Swedenborg's explication of the falling of 'material person' is to the point:
"Such was the destiny of
the third posterity of the Antiquissima Ecclesia: doubt. It was the
destiny of people who maintained that there should be no faith in revealed
things, that the existence of suprasensory spiritual worlds should not be
accepted, except on condition that they were seen and perceived by common
empirical knowledge. The serpent, all
kinds of serpents, in ancient times always designated those who had more trust
in things presented to their senses than in revealed and suprasensory things.
Their guile has been increased even more in our time, when they command an
entire arsenal of knowledge called “scientific,” which was unknown to the
ancients. Sometimes it is the person who believes only his senses; sometimes it
is the scientist, sometimes the philosopher. Here Swedenborg returns to his
favorite theme, for his entire work—that of thinker and that of visionary—is
testimony to the existence of a spiritual world more substantial, richer in
images and forms, than the sensory world, whereas the deniers agree in
rejecting its existence.” (Swedenborg & Esoteric Islam, by Henry
Corbin, p.24)
I was wondering the meaning of my existence, studying philosophy, and
taking pleasure in the nearest: the passing world, as the ultimate. My philosophy was the nearest: materialism, economy,
mode and relations of production, behaviorism—truth reveals itself merely through
external manifestations. In my shift to
Cartesian moment, truth still was the nearest: it reveals itself through my “thinking
subject”: “I think, therefore I am.” In my
Foucauldian shift, it became the question of “how” things are organized in the dominant discourses of time and relations of power, in the history of institutions:
the nearest.
Still we struggle to make sense of the history of Western philosophy and
can’t overcome our shortsightedness. I
consider four historical moments: Descartes, Wittgenstein, Heidegger, and
Foucault. Is it not strange that
Descartes sat by the fire entertaining logically conceivable ideas (logical possibility)
and logically inconceivable ideas (logical impossibility) and came to the
conclusion that the most certain is my personal solipsistic subjective thinking,
and by “thinking subject” he meant “willing, desiring, imagining …” anything
that happens to one’s subjective world.
So, we have the commercialized cliché now that “I think, therefore I
am”. Not completely false, but wrong and
limited by excess. It never came to his
mind, given our historical shortsightedness it couldn’t, that maybe the way to
look at it is all the way around: the subjective experience—I think, desire,
etc.—is as well universal. The
universality of language, Being, human soul is the condition of possibility of
my individual thinking, otherwise I couldn’t learn a language and share my
ideas and needs with my fellow human beings.

-------

#### Work to do:
In the passage on Swedenborg and Western philosophy, which four historical moments does the writer say they consider?

-------

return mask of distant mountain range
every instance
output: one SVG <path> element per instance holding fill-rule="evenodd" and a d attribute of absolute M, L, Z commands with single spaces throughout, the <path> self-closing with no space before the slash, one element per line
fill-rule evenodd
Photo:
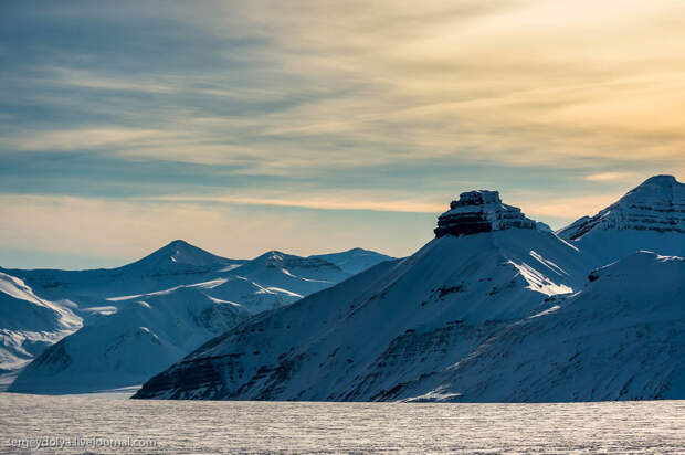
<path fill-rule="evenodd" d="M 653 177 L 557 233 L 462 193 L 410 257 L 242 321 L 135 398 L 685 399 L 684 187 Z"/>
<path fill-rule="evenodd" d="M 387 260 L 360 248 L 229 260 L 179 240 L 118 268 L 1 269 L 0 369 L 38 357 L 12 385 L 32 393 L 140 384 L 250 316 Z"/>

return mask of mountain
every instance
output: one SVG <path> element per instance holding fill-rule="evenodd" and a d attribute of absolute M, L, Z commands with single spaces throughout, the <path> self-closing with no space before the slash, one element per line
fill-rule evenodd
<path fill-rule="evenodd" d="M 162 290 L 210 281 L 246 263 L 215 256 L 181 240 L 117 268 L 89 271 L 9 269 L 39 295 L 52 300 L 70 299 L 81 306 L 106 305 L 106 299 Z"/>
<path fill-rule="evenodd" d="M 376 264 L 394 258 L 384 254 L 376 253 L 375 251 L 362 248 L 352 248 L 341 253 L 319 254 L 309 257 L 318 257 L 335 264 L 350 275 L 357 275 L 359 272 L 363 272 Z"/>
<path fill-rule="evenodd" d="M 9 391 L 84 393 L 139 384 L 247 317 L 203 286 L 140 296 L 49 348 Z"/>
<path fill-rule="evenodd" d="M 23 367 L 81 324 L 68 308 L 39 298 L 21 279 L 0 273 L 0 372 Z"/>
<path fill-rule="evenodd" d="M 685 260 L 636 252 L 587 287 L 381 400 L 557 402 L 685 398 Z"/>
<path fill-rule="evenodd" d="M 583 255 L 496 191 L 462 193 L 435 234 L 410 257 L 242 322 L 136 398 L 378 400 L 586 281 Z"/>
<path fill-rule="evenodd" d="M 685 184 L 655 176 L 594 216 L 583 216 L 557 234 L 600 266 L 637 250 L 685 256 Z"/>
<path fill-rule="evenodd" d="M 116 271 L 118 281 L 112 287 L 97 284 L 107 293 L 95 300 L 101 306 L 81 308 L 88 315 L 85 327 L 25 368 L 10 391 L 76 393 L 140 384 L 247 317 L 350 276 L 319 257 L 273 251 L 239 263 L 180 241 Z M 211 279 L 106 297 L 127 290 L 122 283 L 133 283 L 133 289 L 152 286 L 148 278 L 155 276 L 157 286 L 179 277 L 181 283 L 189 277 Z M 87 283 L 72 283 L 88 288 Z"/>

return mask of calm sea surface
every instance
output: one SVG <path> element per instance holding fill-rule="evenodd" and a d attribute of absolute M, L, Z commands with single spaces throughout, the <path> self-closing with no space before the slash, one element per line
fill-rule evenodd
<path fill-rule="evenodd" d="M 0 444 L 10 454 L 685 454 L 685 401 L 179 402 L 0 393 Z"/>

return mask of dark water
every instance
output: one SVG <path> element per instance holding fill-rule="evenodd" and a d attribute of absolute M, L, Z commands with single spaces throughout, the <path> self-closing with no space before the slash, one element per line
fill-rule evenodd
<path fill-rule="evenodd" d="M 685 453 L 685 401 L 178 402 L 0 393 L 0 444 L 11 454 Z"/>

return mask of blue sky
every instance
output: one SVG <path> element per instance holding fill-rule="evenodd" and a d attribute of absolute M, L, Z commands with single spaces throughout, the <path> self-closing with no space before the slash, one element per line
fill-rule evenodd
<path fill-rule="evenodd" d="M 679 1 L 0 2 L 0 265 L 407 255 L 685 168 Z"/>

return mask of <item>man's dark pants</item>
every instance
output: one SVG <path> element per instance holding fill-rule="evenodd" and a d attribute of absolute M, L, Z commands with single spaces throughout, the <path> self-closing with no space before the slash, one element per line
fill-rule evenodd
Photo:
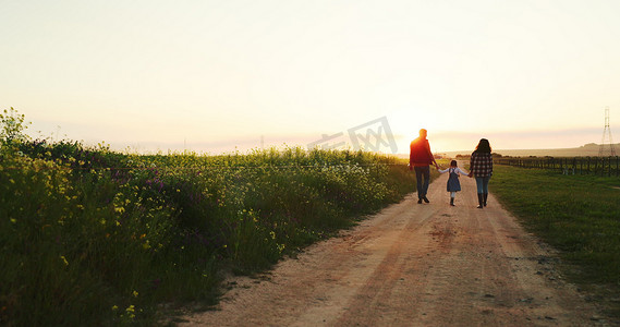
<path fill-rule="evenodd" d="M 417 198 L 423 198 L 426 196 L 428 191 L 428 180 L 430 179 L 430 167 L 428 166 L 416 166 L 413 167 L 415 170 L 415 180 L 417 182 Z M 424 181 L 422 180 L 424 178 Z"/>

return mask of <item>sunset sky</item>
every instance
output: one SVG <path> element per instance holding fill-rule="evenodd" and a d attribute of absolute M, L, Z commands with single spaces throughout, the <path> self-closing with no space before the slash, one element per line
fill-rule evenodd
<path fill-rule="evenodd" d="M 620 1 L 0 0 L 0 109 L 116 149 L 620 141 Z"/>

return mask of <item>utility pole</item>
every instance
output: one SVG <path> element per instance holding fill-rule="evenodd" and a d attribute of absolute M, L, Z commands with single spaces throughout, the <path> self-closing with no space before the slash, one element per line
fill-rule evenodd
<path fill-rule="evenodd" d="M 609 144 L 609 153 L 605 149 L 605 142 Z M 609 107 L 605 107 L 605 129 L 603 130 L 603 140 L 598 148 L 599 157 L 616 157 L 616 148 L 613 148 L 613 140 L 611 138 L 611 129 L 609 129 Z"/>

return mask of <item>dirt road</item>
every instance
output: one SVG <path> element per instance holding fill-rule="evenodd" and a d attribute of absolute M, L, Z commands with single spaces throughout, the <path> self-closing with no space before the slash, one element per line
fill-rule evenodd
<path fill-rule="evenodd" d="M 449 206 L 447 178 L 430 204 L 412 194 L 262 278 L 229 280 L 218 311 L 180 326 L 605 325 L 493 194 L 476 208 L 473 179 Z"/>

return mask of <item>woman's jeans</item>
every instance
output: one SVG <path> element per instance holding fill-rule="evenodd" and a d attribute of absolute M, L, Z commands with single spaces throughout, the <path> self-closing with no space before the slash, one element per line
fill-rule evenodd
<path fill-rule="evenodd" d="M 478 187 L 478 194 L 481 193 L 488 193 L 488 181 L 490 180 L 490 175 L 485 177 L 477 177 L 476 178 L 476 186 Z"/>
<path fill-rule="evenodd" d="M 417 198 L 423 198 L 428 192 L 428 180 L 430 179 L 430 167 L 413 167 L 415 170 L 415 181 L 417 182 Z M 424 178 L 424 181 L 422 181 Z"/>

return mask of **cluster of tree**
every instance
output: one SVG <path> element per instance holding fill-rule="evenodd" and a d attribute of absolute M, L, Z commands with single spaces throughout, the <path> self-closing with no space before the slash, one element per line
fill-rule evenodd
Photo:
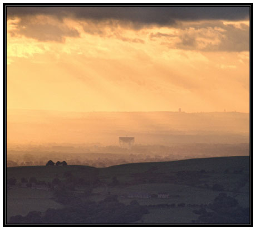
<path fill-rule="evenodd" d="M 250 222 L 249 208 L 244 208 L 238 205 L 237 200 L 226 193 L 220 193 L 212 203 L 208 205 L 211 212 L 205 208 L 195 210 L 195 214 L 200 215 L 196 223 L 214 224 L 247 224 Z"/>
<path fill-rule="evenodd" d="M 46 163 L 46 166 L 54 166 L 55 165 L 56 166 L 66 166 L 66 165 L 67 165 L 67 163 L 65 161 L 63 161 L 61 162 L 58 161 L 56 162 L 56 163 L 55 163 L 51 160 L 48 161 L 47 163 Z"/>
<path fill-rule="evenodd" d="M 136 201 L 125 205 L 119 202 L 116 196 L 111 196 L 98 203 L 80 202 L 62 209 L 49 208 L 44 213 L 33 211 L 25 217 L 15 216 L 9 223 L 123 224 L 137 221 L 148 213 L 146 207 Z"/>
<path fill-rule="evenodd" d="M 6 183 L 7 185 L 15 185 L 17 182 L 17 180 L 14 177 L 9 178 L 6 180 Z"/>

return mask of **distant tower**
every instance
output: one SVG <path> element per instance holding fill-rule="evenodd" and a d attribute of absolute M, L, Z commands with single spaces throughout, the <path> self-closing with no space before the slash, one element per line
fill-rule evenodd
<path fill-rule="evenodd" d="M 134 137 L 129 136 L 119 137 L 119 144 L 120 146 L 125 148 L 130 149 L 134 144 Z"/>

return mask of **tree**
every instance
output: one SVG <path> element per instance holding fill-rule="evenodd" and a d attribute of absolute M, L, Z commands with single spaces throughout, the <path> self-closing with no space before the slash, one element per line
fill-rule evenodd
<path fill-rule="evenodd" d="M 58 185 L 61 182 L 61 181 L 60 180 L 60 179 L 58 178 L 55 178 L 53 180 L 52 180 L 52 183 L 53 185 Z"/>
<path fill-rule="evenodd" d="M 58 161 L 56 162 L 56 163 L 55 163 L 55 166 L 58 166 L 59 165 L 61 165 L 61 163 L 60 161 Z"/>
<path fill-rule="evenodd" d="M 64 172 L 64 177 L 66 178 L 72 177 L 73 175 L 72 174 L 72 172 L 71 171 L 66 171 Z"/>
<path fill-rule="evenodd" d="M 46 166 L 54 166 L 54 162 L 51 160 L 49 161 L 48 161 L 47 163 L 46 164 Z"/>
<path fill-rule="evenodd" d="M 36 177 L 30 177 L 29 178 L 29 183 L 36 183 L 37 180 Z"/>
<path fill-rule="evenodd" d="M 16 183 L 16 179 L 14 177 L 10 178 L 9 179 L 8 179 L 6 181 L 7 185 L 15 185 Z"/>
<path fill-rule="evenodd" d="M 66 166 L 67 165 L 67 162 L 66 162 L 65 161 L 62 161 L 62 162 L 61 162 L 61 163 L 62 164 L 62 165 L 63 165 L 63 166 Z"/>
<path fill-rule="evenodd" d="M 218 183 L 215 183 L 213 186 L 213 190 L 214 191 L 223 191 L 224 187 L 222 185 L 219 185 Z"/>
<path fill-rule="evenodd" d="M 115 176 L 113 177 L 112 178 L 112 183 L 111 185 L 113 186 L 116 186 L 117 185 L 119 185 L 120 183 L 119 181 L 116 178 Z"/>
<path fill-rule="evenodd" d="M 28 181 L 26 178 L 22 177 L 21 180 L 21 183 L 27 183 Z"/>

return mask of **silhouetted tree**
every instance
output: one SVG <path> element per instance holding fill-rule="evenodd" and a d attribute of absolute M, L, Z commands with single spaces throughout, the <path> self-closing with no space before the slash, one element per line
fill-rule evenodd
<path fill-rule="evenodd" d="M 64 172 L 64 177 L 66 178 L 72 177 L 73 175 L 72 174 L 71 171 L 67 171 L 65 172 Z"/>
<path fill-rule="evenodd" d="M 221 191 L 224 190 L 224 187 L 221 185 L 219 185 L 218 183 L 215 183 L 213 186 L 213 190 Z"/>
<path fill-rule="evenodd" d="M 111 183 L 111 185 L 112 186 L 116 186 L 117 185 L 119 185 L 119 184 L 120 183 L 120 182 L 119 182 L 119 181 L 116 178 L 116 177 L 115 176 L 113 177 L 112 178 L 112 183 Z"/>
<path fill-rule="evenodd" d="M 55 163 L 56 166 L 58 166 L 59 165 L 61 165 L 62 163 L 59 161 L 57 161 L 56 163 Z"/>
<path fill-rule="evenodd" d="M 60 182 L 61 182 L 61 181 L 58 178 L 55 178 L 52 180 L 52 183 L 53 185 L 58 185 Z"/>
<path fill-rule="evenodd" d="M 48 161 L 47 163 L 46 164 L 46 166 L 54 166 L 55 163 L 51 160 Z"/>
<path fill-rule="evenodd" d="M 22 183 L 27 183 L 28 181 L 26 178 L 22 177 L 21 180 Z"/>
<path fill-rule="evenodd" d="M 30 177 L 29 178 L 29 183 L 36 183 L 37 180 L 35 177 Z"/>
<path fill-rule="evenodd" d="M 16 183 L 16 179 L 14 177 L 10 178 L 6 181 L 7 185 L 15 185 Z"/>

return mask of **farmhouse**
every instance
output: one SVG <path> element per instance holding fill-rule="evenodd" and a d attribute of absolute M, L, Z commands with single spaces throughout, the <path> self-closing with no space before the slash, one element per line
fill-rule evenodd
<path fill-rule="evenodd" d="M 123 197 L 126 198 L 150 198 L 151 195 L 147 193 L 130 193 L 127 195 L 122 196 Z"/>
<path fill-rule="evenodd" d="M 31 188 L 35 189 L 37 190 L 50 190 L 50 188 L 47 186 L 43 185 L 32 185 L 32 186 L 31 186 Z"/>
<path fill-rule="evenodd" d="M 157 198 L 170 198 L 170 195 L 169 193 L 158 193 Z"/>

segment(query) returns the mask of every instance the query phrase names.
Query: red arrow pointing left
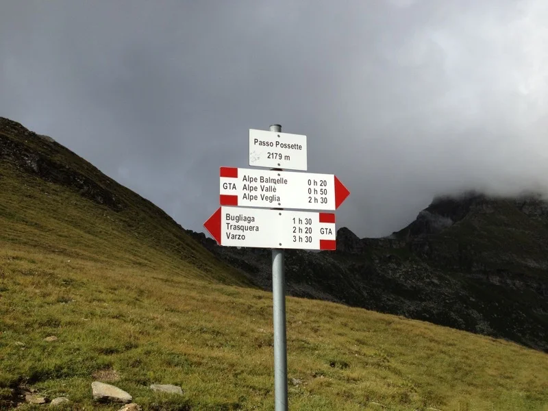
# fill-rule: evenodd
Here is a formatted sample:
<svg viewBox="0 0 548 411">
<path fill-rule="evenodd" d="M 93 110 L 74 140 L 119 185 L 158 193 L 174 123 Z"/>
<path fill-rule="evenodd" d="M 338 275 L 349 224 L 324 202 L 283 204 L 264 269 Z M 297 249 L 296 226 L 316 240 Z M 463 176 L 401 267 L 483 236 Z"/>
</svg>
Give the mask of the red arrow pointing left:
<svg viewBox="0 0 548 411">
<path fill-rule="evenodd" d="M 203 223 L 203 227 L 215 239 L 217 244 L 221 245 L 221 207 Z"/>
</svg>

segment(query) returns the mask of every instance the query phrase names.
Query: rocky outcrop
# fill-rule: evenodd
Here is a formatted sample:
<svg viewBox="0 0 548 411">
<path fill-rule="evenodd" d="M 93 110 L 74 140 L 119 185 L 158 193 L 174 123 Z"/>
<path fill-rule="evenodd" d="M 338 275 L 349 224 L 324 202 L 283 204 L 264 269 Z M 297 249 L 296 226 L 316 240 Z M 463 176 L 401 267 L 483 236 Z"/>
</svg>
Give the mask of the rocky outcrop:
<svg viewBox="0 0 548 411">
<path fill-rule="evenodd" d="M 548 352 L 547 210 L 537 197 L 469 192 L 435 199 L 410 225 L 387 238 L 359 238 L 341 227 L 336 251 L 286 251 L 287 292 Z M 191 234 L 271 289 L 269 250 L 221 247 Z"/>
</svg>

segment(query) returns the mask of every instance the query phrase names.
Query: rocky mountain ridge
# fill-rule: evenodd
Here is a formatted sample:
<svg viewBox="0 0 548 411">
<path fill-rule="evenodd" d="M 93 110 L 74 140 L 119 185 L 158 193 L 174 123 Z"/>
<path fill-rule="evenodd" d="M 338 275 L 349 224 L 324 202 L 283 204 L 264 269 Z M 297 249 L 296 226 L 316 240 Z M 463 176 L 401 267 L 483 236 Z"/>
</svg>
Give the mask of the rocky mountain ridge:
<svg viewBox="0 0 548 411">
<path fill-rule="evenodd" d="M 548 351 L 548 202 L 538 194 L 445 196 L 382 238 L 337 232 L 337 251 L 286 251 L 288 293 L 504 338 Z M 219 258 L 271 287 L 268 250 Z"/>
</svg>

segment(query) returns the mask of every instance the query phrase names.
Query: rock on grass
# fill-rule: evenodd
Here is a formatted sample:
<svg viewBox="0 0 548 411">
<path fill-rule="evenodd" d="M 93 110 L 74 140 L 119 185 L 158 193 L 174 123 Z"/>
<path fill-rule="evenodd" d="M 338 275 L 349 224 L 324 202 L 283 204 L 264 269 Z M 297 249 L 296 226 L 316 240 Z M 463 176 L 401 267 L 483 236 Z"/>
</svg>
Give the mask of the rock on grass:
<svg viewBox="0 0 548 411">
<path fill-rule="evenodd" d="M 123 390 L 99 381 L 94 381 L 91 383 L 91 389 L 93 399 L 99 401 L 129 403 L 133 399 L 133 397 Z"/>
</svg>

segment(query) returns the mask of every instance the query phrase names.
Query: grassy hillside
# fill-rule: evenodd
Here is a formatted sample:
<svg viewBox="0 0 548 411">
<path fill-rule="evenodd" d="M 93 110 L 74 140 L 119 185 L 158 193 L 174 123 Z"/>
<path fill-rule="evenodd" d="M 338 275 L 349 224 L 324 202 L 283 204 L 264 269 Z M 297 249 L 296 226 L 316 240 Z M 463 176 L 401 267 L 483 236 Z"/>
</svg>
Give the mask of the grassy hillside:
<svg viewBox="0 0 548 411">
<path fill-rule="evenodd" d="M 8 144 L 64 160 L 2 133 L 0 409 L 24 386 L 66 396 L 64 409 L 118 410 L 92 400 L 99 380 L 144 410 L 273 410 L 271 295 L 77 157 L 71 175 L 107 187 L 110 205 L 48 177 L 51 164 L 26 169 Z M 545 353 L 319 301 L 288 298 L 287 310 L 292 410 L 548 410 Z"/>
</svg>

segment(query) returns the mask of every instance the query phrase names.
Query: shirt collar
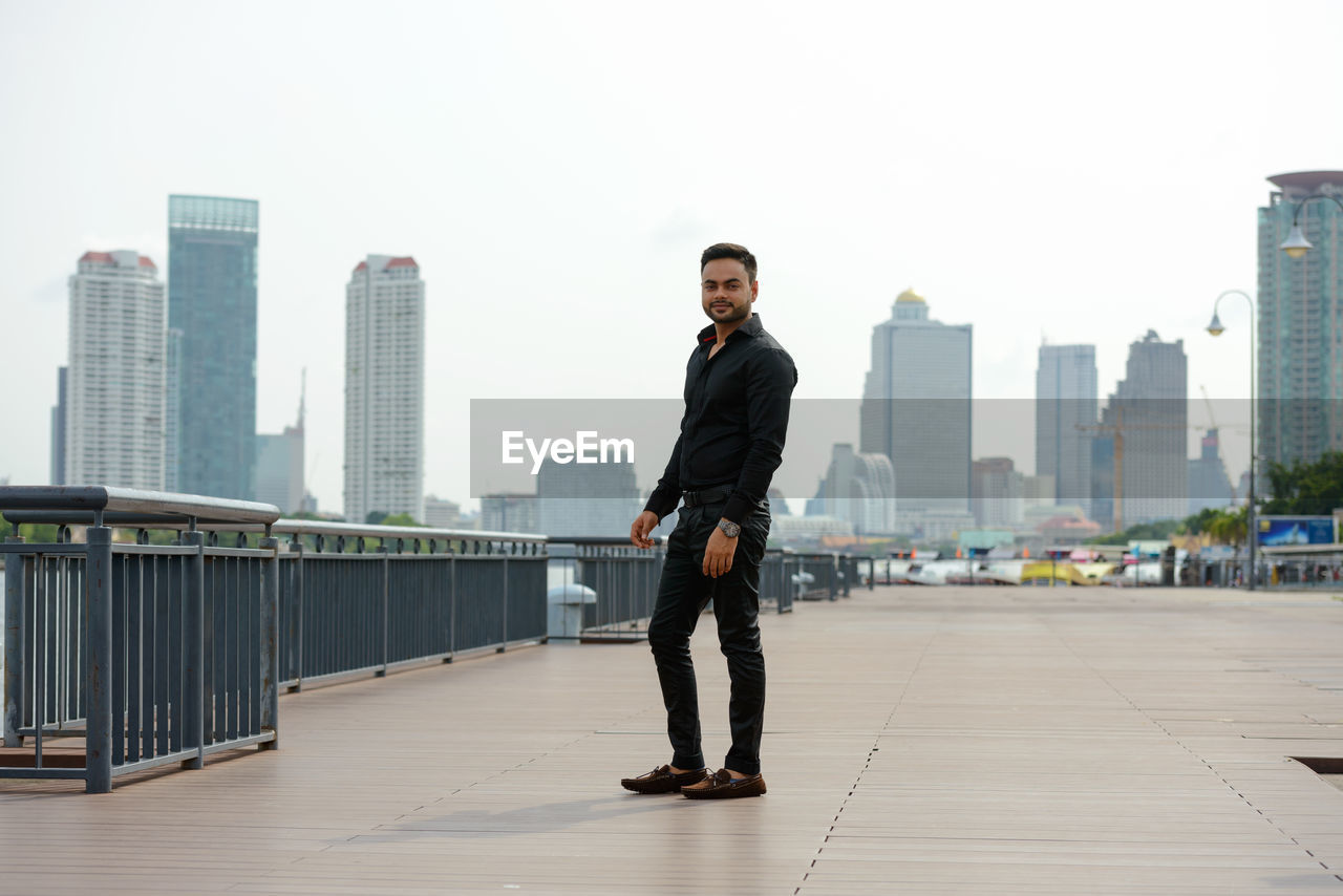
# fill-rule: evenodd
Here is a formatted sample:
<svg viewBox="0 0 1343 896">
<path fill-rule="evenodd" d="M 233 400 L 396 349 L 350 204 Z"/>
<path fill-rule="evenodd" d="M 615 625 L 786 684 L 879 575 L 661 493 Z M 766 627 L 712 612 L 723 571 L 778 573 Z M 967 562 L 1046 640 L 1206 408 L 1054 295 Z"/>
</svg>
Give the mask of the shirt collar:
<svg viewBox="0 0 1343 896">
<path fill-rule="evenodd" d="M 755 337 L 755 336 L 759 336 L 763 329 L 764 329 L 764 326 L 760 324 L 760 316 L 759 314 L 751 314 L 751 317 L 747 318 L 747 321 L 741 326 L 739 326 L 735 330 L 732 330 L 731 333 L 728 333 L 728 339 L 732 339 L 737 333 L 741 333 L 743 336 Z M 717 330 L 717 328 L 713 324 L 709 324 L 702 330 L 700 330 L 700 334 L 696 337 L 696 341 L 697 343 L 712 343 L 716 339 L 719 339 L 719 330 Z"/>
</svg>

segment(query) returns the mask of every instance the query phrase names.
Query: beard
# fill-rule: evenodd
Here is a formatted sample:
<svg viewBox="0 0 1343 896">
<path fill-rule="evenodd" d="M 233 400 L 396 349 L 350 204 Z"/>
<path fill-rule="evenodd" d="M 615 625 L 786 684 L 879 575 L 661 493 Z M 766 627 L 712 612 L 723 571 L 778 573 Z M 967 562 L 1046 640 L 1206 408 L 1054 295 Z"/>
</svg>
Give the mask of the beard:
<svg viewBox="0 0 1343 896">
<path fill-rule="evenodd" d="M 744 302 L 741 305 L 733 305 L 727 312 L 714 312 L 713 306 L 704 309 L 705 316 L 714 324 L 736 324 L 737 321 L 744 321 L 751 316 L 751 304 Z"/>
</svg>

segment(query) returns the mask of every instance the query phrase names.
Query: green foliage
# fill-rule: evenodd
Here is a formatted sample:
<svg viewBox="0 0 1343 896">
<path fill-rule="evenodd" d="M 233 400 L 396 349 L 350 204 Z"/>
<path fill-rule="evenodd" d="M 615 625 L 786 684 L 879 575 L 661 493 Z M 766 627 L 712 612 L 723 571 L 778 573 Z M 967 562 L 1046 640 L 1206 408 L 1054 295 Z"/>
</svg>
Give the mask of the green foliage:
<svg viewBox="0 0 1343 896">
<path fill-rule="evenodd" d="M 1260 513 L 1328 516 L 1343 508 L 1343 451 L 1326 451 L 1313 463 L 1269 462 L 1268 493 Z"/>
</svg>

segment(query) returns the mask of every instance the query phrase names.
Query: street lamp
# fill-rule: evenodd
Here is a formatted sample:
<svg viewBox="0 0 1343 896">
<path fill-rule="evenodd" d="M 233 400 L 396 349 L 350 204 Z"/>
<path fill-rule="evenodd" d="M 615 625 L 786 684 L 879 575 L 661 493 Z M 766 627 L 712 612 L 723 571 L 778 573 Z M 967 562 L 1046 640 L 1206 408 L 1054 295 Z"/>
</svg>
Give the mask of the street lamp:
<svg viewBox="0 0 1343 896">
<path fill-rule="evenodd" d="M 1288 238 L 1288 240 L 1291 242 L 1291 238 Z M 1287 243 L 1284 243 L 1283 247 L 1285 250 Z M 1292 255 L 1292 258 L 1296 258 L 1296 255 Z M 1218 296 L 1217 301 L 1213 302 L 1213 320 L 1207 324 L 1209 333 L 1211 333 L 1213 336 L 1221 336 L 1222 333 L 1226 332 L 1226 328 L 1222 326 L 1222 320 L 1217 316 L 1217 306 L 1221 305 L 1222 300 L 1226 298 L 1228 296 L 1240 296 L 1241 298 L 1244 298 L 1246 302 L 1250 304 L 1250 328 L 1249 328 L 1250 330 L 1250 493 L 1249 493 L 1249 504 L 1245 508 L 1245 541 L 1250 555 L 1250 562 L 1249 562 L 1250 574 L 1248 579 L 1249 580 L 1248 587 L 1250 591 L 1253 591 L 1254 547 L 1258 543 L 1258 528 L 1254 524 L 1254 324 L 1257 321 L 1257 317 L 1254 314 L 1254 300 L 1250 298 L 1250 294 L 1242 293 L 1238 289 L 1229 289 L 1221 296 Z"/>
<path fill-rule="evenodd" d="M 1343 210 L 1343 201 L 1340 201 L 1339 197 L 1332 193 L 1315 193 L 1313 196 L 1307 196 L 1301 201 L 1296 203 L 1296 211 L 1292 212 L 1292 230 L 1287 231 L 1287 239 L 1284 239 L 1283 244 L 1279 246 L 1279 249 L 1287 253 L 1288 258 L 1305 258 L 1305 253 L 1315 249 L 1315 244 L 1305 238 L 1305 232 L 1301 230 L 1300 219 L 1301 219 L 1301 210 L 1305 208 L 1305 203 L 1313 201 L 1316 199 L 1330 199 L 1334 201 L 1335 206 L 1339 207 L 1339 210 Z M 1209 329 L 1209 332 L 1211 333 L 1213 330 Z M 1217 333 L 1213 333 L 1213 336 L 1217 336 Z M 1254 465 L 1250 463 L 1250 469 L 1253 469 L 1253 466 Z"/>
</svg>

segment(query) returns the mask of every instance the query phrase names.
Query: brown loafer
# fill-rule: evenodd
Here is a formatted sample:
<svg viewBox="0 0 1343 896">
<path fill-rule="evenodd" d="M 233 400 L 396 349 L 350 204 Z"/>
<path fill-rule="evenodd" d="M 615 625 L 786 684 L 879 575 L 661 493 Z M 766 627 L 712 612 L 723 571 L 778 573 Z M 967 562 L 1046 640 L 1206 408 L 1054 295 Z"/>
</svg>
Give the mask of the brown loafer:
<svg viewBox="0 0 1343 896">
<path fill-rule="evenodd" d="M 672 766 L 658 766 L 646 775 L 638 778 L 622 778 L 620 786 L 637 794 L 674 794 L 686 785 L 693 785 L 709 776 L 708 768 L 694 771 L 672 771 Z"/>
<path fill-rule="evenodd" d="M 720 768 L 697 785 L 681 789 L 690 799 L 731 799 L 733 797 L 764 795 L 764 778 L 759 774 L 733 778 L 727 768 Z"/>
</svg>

-------

#### Output for this task:
Descartes, Wittgenstein, Heidegger, and Foucault.